BEGIN Source excerpt

Our Reference: 044/18
Date of review: 

Findings

  1. The following are findings made by the State Insurance Regulatory Authority (“the Authority”) on review and are to be the basis for the Insurer’s review decision.
  2. The amount of the Worker’s pre-injury average weekly earnings (“PIAWE”) is $471.78 in the first 52 weeks for which weekly payments are payable.
  3. The amount of the Worker’s pre-injury average weekly earnings (“PIAWE”) is $435.97 after the first 52 weeks for which weekly payments are payable.

Recommendation based on findings

  1. The following recommendation made by the Authority are binding on the Insurer and must be given effect to by the Insurer in accordance with section 44BB(3)(g) of the Workers Compensation Act 1987 (“the 1987 Act”).
  2. The Insurer is to determine the Worker’s entitlement to weekly payments of compensation in accordance with the above finding.

Background

  1. The Worker sustained an injury in the course of their employment with the pre-injury employer. The Insurer accepts the date of injury as XXXXXXXX.
  2. The Worker has been in receipt of weekly payments of compensation from the Insurer.
  3. In July 2017, the Insurer made a work capacity decision in respect to the amount of the Worker’s PIAWE. The Insurer determined that the Worker’s PIAWE was in the amount of $581.10.
  4. The Worker applied for internal review of the Insurer’s decision regarding the amount of their PIAWE. The Insurer conducted an internal review in March 2018 and maintained its decision.
  5. The Worker made an application for merit review by the Authority. The application was received in March 2018. The application has been made within 30 days after the Worker received notice of the internal review, as is required under section 44BB(3)(a) of the 1987 Act. The application has been lodged in the form approved by the Authority.

Legislation

  1. The legislative framework governing work capacity decisions and reviews is contained in the:
  2. Section 43 of the 1987 Act describes a 'work capacity decision'.
  3. Section 44BB of the 1987 Act provides for merit review of a work capacity decision of the Insurer, by the Authority.

Submissions

  1. In the application for merit review, the Worker’s legal representatives make the following submissions on their behalf:
    • The Worker sustained an injury with the Insurer on XXXXXXXX (deemed date).
    • The Worker commenced employment with the pre-injury employer on or around March 2015.
    • The Worker was therefore employed for the period 52 weeks immediately before the injury.
    • Under section 44D(1)(a) of the 1987 Act, the ‘relevant period’ is:

    in the case of a worker who has been continuously employed by the same employer for the period of 52 weeks immediately before the injury, that period of 52 weeks

    • As such, the relevant period, as outlined in the attached Payroll Analyst Report is December 2015 to November 2016 (i.e. 52 weeks prior to the injury).
    • Having regard to the above, the total gross earnings for the relevant period as outlined in the attached Payroll Analyst Report is $37,909.17.
    • Expressed as a weekly sum, this equates to $729.02.
    • It is therefore submitted that the Worker’s PIAWE should be calculated at $729.02.
  2. In reply, the Insurer makes the following submissions:
    • The Insurer maintains its decision in line with the original work capacity decision dated July 2017, which the Insurer subsequently upheld at internal review.
    • The Insurer submits that it requested from both the Worker and their solicitors further information in order to effectively undertake the request for review of PIAWE.

END Source excerpt

[Tasks]
(1) In the merit review decision, what amount did the Insurer set as the Worker's PIAWE in its July 2017 work capacity decision?
(2) Render this sentence from the merit review decision in Spanish: "The Worker has been in receipt of weekly payments of compensation from the Insurer."
(3) Write out everything in the merit review decision from "Our Reference: 044/18" down to "in the first 52 weeks for which weekly payments are payable.", swapping "Insurer" for "Scheme Agent" throughout.
The listing further down comes from a different source than the merit review decision.

BEGIN Information shown

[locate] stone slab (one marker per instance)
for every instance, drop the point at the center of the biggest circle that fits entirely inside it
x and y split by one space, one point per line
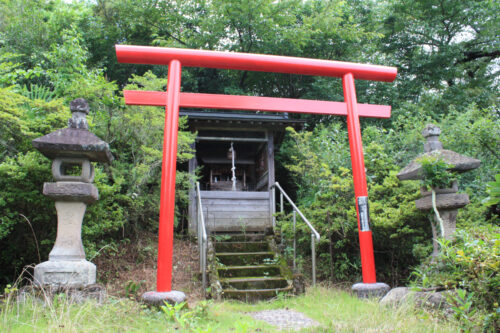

END Information shown

[Answer set]
(1) $581.10

(2) El Trabajador ha estado recibiendo pagos semanales de compensación de la Aseguradora.

(3)
Our Reference: 044/18
Date of review: 

Findings

  1. The following are findings made by the State Insurance Regulatory Authority (“the Authority”) on review and are to be the basis for the Scheme Agent’s review decision.
  2. The amount of the Worker’s pre-injury average weekly earnings (“PIAWE”) is $471.78 in the first 52 weeks for which weekly payments are payable.